After discussion in August 2012, this guideline was proposed and formally adopted as an RFC. As of September 2023, a further discussion concluded that many overwrites did not comply with this guideline, so it was decided that it should be strictly enforced in software by limiting overwrite privileges of images uploaded by other users to those with the autopatrol right. If you want to overwrite files initially uploaded by other users, please request the autopatrol right on COM:Requests for rights. If you are not eligible for this right, you may request an exception for a specific file.

When not overwriting the existing file, changes should be uploaded under a new name (ideally similar to the old one), and the file description page should link to the original file and give credit to the original author(s).

DO overwrite[edit]

Minor improvements[edit]

✓[OK] As a general rule, use the link "Upload a new version of this file" only for relatively minor improvements. Examples include:

  • replacement with higher-resolution versions of the same file, however, without using artificial methods to generate higher resolution
  • minor and uncontroversial color correction, noise reduction, perspective correction, etc.
  • removal of a watermark
  • needful 90/180/270° rotation or minor rotation correction of images that are not upright
  • minor cropping
  • uncontroversial corrections to diagrams, maps, or charts, if a more accurate version is available
  • correction of SVG errors
  • adding or correcting translations, fixing spelling errors (e.g. changing "grater" to "greater")

and similar things where the essential composition is not altered. This might include a minor crop, for example to remove a recently-added border (don't upload over with files that remove parts of historical images), but aggressive crops should usually be uploaded under a new name, such as "Old image name (crop).jpg".

Correction of minor errors will usually be considered a minor improvement. However, the more extensive the correction, the more likely that it is better to upload the corrected version as a new file (to avoid possible disagreements about whether the correction is appropriate, and potentially an upload war), and if necessary nominate the old file for deletion.

Note: a file with image annotations will lose those annotations if the pixel dimensions change – see Help:Image-Annotator#Limitations. This is not a reason to split a file when making minor improvements, as the annotations can be re-entered.


✘ If digital restoration work is being done on a historical document or artwork, the restoration (no matter how minor) should always be uploaded under a new filename from the original file, providing a link back to the source on which it was based in the new file's "other versions" field. The changes that were made should also be documented in sufficient detail to reproduce them, if possible. This is best practice for restorations, because it allows users and subsequent restorers to follow the chain of improvements and to make detailed comparison with the originals. (However, if a restoration already performed to a file, for example, missed a dust spot, it is not necessary to have a new file for each small change in the restoration.) In some cases such original files are marked with {{Please-do-not-overwrite-original-files}}.

WRITTEN EXERCISE A:
Answer these questions from the file-overwriting guideline:
(i) Which right must a user have to overwrite files that other users uploaded?
(ii) What happens to a file's image annotations if its pixel dimensions change?
(iii) In which field of the new file should a restoration link back to its source?

MATERIAL PROVIDED:
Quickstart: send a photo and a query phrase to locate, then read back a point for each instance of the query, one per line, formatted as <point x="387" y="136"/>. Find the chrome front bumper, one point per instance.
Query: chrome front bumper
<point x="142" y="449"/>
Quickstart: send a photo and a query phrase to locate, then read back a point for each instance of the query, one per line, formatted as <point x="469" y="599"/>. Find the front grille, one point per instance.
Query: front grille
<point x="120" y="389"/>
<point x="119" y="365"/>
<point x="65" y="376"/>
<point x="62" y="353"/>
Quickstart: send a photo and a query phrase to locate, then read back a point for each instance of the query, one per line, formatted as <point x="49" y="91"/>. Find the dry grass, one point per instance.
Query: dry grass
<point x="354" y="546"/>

WRITTEN EXERCISE B: Write out everything in the records from the line that contains "grille, one point per instance." through the end of the records, with 58 added to every x and y coordinate in the answer points. Leave the requests, including their format samples, unchanged.

FINAL ANSWER A:
(i) The autopatrol right.
(ii) The annotations are lost.
(iii) The "other versions" field.

FINAL ANSWER B:
Quickstart: send a photo and a query phrase to locate, then read back a point for each instance of the query, one per line, formatted as <point x="469" y="599"/>. Find the front grille, one point per instance.
Query: front grille
<point x="178" y="447"/>
<point x="177" y="423"/>
<point x="123" y="434"/>
<point x="120" y="411"/>
Quickstart: send a photo and a query phrase to locate, then read back a point for each instance of the query, one per line, formatted as <point x="49" y="91"/>. Find the dry grass, one point per instance.
Query: dry grass
<point x="412" y="604"/>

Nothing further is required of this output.